▶ REQUIRED WORK
Write out each of the rows below word for word, leaving every line unchanged.

====== STORED ROWS

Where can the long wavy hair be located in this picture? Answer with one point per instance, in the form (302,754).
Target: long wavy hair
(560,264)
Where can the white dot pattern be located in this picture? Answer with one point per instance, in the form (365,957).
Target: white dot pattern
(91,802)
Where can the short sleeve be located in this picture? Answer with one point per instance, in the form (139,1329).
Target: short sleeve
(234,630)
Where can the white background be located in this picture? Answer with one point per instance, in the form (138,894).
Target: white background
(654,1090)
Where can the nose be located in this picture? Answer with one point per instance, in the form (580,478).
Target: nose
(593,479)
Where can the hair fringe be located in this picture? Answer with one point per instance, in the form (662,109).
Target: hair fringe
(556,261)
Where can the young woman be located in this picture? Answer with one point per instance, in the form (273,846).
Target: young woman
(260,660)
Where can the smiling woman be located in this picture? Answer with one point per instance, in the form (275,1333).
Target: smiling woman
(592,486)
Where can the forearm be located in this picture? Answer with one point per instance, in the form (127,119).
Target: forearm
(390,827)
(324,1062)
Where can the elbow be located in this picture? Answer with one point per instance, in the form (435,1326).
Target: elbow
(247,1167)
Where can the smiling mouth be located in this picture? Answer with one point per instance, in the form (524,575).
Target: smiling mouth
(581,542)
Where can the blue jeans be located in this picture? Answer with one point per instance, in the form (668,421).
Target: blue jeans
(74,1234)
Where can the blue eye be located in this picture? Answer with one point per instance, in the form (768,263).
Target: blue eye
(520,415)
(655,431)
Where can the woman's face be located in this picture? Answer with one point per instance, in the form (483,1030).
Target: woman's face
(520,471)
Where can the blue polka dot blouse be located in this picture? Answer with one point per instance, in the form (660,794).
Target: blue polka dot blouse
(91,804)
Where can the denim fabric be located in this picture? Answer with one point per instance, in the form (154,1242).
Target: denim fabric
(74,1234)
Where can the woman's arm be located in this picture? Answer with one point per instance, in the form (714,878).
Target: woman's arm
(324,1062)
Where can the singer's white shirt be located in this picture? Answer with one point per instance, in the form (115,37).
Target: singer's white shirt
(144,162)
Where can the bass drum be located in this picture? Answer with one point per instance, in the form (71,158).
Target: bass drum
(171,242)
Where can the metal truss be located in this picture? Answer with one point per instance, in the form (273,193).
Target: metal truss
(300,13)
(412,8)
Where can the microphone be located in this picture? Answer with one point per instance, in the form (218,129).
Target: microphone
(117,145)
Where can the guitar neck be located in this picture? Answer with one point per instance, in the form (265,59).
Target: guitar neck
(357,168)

============

▶ SOLUTION TO THE PROBLEM
Where can the long wavy hair be located in this picture? Answer with one point per instance, in the form (302,754).
Target: long wavy hair
(560,264)
Where can the white dot pattern be located in this picture? Answer with one point per instance, in the form (365,957).
Target: white dot pattern
(91,802)
Where can the short sleeve be located in this picture? Answer with one point per instance, in the form (139,1329).
Target: short sleeve
(234,630)
Where can the white background be located in this picture? Answer with one point per instance, in the form (138,894).
Target: white background
(654,1090)
Where can the nose be located in this picture? Answer with one point per instance, in the form (580,478).
Target: nose
(593,479)
Where can the hair fringe be located in this picture? Answer with one point per instance, in the form (662,109).
Target: hair fringe
(556,261)
Where can the young woman be located in this picture? Answer with one point per instance, in the form (273,846).
Target: young woman
(260,660)
Where can the smiling woman be located in this picture? Answer with one point per instance, in the form (275,1333).
Target: smiling woman
(592,486)
Where can the forearm be located in this picture? Answer with one point per instance, in the form (127,119).
Target: forearm
(390,827)
(324,1062)
Where can the elbow be located in this picture? Answer with one point per instance, in the form (435,1326).
Target: elbow
(247,1167)
Where can the smiling mouth be located in this picture? Answer with one point per instance, in the form (524,575).
Target: smiling mouth
(581,542)
Where can the blue jeans be located in this picture? Answer with one point per instance, in the form (668,421).
Target: blue jeans
(74,1234)
Where can the blue eye be located in this picture? Answer with one point per instance, in the form (768,263).
Target: blue eye
(520,415)
(655,431)
Where can the woman's face be located in this picture? Answer with one point per instance, in the form (483,1030).
Target: woman's face
(520,471)
Where can the blue polka dot blouse be located in this picture? Answer with one point per instance, in the form (660,794).
Target: blue polka dot blouse
(91,804)
Where can the denim fabric be located in this picture? Answer with one point per instance, in the form (154,1242).
Target: denim fabric
(74,1234)
Where can the woman's arm be located in this picture? Answer with one point per instance, in the form (714,878).
Target: woman's arm
(324,1062)
Where can the singer's white shirt be located in this picture? Answer with one point per instance, in the form (115,37).
Target: singer's white shirt
(144,162)
Where can the bass drum be located in this picture? Answer with one point per instance, in the form (71,158).
Target: bass drum
(171,242)
Where can the metal truss be located in this picture? Answer with one point per instance, in the form (273,193).
Target: metal truss
(300,13)
(412,8)
Where can the microphone be located in this picture? Answer with one point per instance, in the form (218,129).
Target: microphone
(117,145)
Where can the guitar neck be located in this picture? Answer with one point per instance, in the form (265,59).
Target: guitar neck
(357,168)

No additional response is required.